**Trecho citado:**
* * *

É tão difícil quanto. Processar corrupto que esteja no poder, que seja agente político, é sempre muito difícil, porque nós protegemos muito os nossos agentes políticos. Existe cultura de impunidade para os agentes políticos. Mas a corrupção do juiz é muito deletéria, porque ela pega o direito do cidadão que colocou nas mãos do juiz a solução do seu problema. O Estado exige que você não faça Justiça com as próprias mãos. Quando seu direito é transgredido, você precisa ir ao Judiciário para resolver isso e você não escolhe o juiz. Você escolhe médico, dentista, engenheiro, arquiteto, mas o juiz você não escolhe. É a lei que diz qual juiz é competente para resolver seu problema. E se ele for corrupto? Vê o estrago que ele faz na sociedade, para as empresas, para a família, para a cidadania. A corrupção do juiz é muito deletéria, muito perversa, muito mais que a do político. O político não age sozinho, age em colegiado difuso, uma corrupção de pensamento, venda de um projeto, de um voto para este ou aquele projeto, fica mais distante do cidadão. E a do juiz não, é mais presente.
O que é preciso fazer para moralizar o Judiciário, torná-lo menos moroso?
O CNJ está punindo, afastando juízes e mostrando a que veio. E está com práticas interessantes para destravar o Poder Judiciário.
O juiz precisa mesmo de dois meses de férias por ano?
Não. O juiz tem de ser sobretudo cidadão brasileiro. E como cidadão brasileiro, naturalmente, ele tem de seguir as mesmas pegadas.
Como a senhora avalia o resultado do julgamento do mensalão?
É um divisor de águas. Nós mostramos que há Justiça neste país, mesmo quando existem poderosos, pessoas com influência política.
O que pensa do ministro Joaquim Barbosa, que também tem um perfil controverso?
É um grande magistrado, vem desafiando toda uma história de impunidade. Que a Justiça seja feita, isso foi muito importante para a nação. Agora, ele tem temperamento difícil, isso é inegável. É o único reparo que se faz ao comportamento dele. É pavio curto, não tolera irreverências, coisas que acha fora de padrão.
A senhora sempre foi muito crítica da interferência de políticos no Poder Judiciário. Por que a decisão agora de ingressar na política?
É no momento em que entendo que estamos vivendo uma crise na qualidade dos políticos brasileiros. Entendo que é preciso que a cidadania se aproxime. Se diz que a política é sujeira, é insinceridade, é safadeza. Aí os cidadãos de bem se afastam. Eu disse: “Se você acha tudo isso, o que você fez para melhorar?” Tem de fazer alguma coisa. Esse foi meu raciocínio. Minha ideia é provar que existe lugar para uma pessoa como eu. Pode ser que eu nem prove, que nem chegue até lá. Mas para saber disso é preciso tentar.

* * *

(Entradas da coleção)

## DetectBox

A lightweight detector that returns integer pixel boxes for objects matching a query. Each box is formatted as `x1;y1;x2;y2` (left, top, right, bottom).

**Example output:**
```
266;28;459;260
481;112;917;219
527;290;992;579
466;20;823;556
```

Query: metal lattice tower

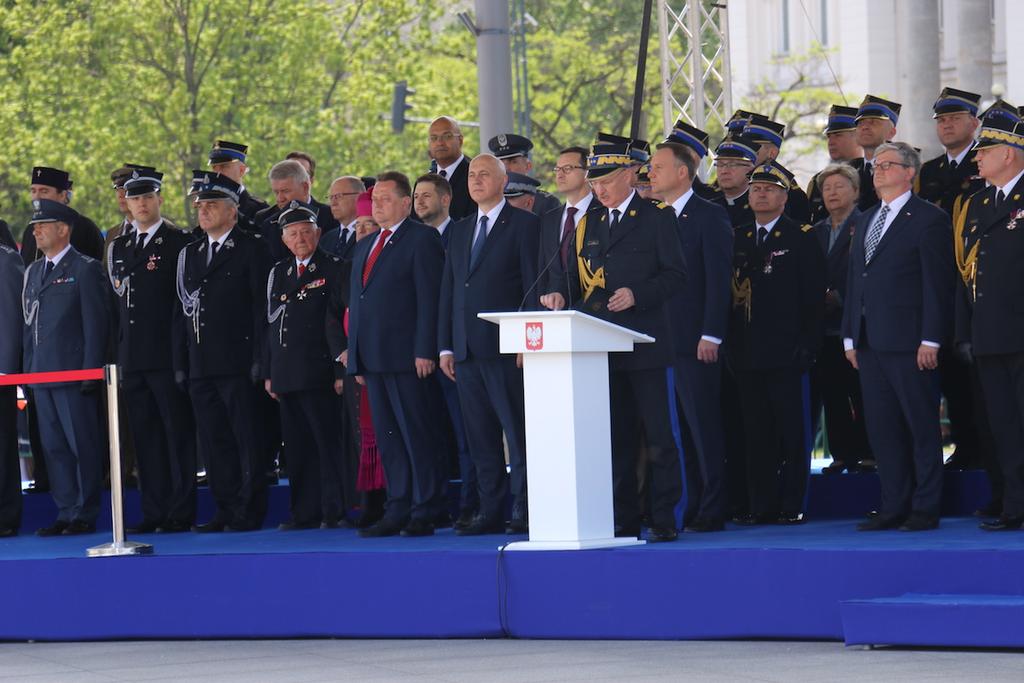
657;0;732;135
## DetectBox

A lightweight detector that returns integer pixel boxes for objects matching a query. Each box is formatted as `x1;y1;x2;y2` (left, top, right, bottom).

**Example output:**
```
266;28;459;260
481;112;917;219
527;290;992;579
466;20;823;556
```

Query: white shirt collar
672;187;693;218
437;155;466;178
996;170;1024;197
46;242;71;266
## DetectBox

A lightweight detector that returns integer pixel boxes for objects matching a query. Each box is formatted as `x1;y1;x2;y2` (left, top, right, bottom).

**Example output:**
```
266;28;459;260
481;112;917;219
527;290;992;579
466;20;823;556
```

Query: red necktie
561;206;578;270
362;228;391;287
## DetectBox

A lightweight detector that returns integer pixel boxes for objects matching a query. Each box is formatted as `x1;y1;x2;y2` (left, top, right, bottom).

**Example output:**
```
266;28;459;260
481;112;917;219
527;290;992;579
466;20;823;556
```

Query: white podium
479;310;654;550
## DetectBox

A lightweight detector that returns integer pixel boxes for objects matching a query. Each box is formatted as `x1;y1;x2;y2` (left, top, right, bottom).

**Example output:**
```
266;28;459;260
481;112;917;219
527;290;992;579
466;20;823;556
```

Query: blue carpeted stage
0;475;1024;647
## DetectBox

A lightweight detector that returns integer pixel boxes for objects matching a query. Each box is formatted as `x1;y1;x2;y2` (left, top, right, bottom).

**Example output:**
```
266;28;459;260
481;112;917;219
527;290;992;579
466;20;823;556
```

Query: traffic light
391;81;416;133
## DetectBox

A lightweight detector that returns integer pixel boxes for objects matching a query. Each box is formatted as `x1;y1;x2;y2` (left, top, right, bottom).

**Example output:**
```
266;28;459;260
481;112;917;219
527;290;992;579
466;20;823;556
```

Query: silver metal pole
85;366;153;557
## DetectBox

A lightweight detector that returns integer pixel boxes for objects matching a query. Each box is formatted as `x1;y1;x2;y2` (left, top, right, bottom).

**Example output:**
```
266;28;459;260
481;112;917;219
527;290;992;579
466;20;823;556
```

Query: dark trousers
0;386;22;529
736;368;811;519
278;388;346;523
812;335;871;465
857;343;942;518
122;370;196;524
674;357;726;522
975;353;1024;517
437;371;480;512
456;355;526;522
33;384;106;524
188;376;266;527
364;373;441;523
608;368;683;530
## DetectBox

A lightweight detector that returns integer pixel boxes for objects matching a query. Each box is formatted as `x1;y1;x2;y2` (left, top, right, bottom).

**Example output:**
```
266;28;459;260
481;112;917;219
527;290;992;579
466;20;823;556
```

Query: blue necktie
469;215;487;268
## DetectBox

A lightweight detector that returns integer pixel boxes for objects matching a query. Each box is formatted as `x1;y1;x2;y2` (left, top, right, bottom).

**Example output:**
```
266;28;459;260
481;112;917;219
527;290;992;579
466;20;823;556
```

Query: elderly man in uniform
0;245;25;539
108;169;196;533
174;174;270;532
23;200;110;536
541;134;686;542
487;133;559;216
263;201;347;530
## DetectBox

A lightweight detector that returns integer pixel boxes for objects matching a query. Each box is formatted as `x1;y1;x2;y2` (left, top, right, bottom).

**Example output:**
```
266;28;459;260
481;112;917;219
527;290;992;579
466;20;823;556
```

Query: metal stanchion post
85;366;153;557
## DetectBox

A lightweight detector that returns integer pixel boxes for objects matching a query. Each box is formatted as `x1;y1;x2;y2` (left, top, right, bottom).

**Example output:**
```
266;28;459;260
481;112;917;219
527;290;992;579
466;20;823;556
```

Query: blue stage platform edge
0;471;1024;647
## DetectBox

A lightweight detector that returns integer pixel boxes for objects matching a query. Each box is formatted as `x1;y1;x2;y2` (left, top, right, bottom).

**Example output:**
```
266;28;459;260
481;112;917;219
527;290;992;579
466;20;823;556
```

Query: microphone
516;223;574;313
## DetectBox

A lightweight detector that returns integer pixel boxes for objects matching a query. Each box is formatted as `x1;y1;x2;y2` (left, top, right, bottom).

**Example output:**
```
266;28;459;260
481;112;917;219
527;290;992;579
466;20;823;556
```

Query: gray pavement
0;640;1024;683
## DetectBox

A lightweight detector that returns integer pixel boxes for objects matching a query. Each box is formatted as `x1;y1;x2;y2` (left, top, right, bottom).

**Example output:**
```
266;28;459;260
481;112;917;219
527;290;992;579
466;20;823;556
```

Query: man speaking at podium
541;133;686;543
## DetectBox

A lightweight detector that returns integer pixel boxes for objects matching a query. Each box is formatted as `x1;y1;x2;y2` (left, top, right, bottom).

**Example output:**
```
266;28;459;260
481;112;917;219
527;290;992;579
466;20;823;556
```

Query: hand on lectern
541;292;565;310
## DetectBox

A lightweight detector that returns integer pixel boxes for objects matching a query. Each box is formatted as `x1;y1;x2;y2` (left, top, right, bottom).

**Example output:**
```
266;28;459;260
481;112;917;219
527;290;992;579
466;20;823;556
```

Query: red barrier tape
0;368;103;386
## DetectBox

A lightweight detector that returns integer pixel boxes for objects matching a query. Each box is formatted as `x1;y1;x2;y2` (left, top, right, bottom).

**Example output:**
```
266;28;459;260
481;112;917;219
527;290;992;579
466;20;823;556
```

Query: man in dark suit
727;162;825;524
850;95;902;211
22;166;103;265
263;202;347;530
23;200;110;536
541;134;686;542
209;140;267;230
319;175;367;261
807;104;864;223
106;170;196;533
174;174;270;532
427;116;476;220
413;173;480;530
0;245;25;539
650;121;732;531
345;171;444;537
842;142;953;531
953;117;1024;531
437;154;539;536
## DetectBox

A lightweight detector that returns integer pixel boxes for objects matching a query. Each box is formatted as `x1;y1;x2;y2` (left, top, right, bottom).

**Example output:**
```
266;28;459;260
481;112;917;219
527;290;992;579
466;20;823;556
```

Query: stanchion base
505;537;647;550
85;541;153;557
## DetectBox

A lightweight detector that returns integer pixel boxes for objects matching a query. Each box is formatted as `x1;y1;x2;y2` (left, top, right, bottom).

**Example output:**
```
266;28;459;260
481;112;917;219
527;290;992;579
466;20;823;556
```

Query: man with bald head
427;116;476;220
319;175;367;260
437;154;540;536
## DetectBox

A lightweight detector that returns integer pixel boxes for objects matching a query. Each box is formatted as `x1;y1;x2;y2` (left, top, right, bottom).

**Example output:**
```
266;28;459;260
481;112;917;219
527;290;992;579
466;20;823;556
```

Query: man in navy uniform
487;133;559;216
850;95;902;211
0;245;25;539
23;200;111;536
727;162;825;524
650;120;732;531
22;166;103;265
541;134;686;542
174;174;270;532
345;171;444;537
209;140;267;230
263;201;347;530
807;104;864;224
106;169;196;533
437;154;539;536
953;117;1024;531
842;142;953;531
427;116;476;220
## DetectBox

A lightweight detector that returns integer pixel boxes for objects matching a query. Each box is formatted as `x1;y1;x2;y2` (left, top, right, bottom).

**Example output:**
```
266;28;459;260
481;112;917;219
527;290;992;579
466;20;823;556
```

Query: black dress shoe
60;519;96;536
647;526;679;543
683;517;725;533
278;521;319;531
899;513;939;531
615;524;640;539
978;515;1024;531
453;510;477;531
455;514;505;536
775;512;807;526
36;519;70;537
401;515;434;539
359;519;406;539
125;519;160;536
857;515;903;531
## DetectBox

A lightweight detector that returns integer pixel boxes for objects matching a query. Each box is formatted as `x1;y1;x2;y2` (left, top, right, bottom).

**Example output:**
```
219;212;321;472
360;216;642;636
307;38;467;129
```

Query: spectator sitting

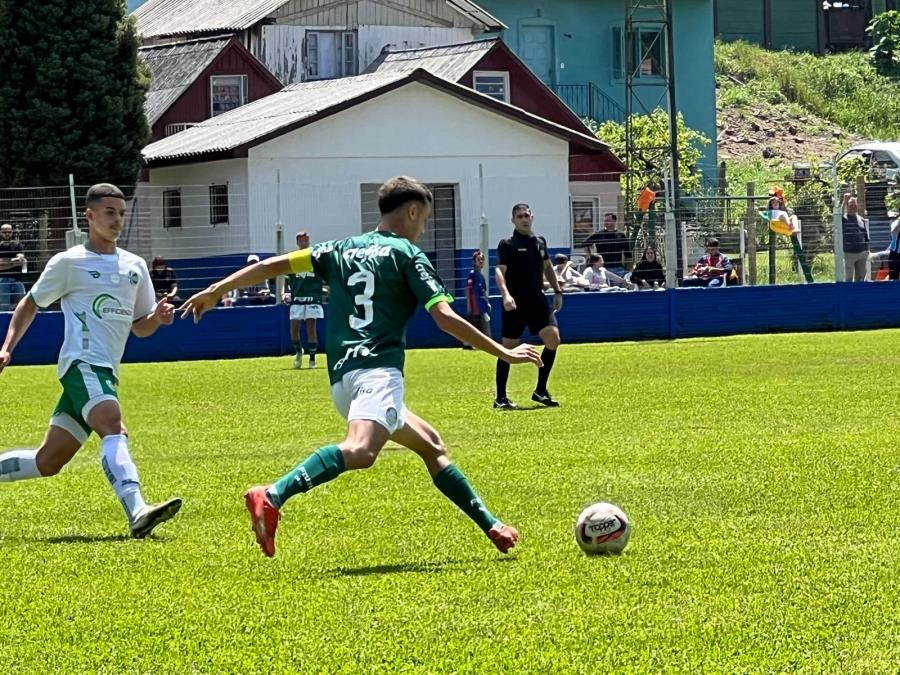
234;253;276;307
150;256;183;307
544;253;588;292
0;223;26;312
584;253;636;293
681;239;734;288
631;246;666;289
581;213;631;276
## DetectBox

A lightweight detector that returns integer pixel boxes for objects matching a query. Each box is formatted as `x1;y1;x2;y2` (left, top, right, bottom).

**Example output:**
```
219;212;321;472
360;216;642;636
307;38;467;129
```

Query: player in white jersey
0;183;181;539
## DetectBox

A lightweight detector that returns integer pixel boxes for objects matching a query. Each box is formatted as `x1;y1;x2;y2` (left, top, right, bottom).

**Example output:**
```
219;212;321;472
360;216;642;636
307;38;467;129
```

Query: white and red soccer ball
575;502;631;555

* * *

**Instruções da tarefa:**
Transcreva da entrevista o trecho que vai de "É um grande" até "fora de padrão.". Os registros provêm de outra fonte.

**Resolução da tarefa:**
É um grande magistrado, vem desafiando toda uma história de impunidade. Que a Justiça seja feita, isso foi muito importante para a nação. Agora, ele tem temperamento difícil, isso é inegável. É o único reparo que se faz ao comportamento dele. É pavio curto, não tolera irreverências, coisas que acha fora de padrão.